Required task |
Return each line of the items below that contains the word "orchid", matching case exactly.

Data section |
BEGIN

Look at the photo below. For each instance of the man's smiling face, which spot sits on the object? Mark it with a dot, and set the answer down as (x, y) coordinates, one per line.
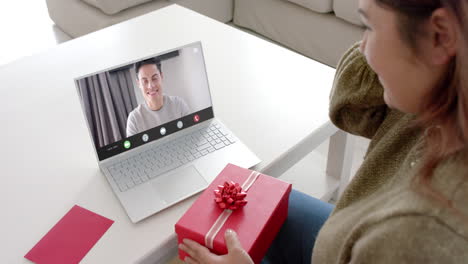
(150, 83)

END
BEGIN

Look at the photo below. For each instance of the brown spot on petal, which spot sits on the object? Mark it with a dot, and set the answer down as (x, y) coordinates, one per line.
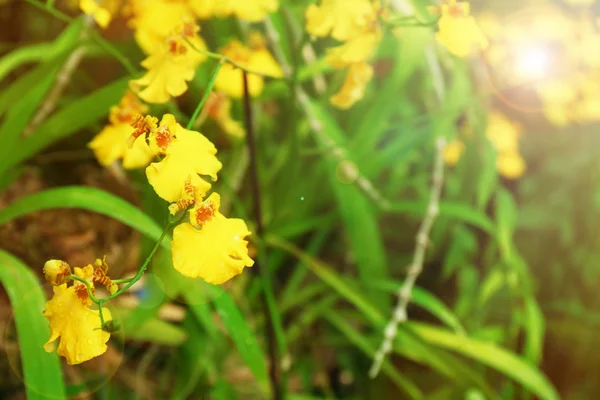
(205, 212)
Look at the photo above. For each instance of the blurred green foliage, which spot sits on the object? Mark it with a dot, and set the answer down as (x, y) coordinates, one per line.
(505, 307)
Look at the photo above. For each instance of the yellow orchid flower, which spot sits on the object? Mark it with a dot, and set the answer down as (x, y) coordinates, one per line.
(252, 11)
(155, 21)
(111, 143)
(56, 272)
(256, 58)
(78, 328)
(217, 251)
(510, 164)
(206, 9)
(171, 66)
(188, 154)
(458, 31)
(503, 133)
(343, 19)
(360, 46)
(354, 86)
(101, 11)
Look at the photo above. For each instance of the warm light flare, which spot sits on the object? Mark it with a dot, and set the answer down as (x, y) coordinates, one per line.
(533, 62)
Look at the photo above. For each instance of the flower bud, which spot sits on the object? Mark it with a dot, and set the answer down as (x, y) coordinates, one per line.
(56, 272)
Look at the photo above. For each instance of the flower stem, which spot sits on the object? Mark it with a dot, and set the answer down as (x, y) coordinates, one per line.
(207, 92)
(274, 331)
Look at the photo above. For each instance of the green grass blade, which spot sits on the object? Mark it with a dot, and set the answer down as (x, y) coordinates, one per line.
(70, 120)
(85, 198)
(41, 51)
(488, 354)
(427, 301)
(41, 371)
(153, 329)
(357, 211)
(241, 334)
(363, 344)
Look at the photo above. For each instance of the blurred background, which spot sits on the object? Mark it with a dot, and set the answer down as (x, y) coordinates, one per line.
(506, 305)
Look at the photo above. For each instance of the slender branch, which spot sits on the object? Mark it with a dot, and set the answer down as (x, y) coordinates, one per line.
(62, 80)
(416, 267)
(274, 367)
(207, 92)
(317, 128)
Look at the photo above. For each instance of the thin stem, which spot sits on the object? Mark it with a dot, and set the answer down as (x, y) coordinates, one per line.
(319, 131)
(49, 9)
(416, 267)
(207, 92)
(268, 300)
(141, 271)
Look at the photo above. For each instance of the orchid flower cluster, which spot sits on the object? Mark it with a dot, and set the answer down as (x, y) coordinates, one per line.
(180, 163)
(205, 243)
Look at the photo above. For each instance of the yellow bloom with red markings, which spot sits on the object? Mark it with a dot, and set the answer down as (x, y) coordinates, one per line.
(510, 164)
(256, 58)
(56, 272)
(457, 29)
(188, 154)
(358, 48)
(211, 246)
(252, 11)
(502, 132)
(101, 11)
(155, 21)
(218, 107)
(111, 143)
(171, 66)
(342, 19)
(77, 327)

END
BEGIN

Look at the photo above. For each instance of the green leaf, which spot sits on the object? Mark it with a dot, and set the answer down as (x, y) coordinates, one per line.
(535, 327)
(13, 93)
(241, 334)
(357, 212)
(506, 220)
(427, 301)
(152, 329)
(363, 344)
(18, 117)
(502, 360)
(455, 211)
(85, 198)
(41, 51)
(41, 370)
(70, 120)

END

Complete answer |
Look at the photo above. For each instance of the yellow orchid flower, which spot sits on the object? Mark it with a dot, and set the answer down as (x, y) coordinates, one per line.
Look at the photo above. For each instance of the orchid flower cluster, which spot sits on the object? Mark it with a dot, and set the answer down as (x, y) coordinates, one per line.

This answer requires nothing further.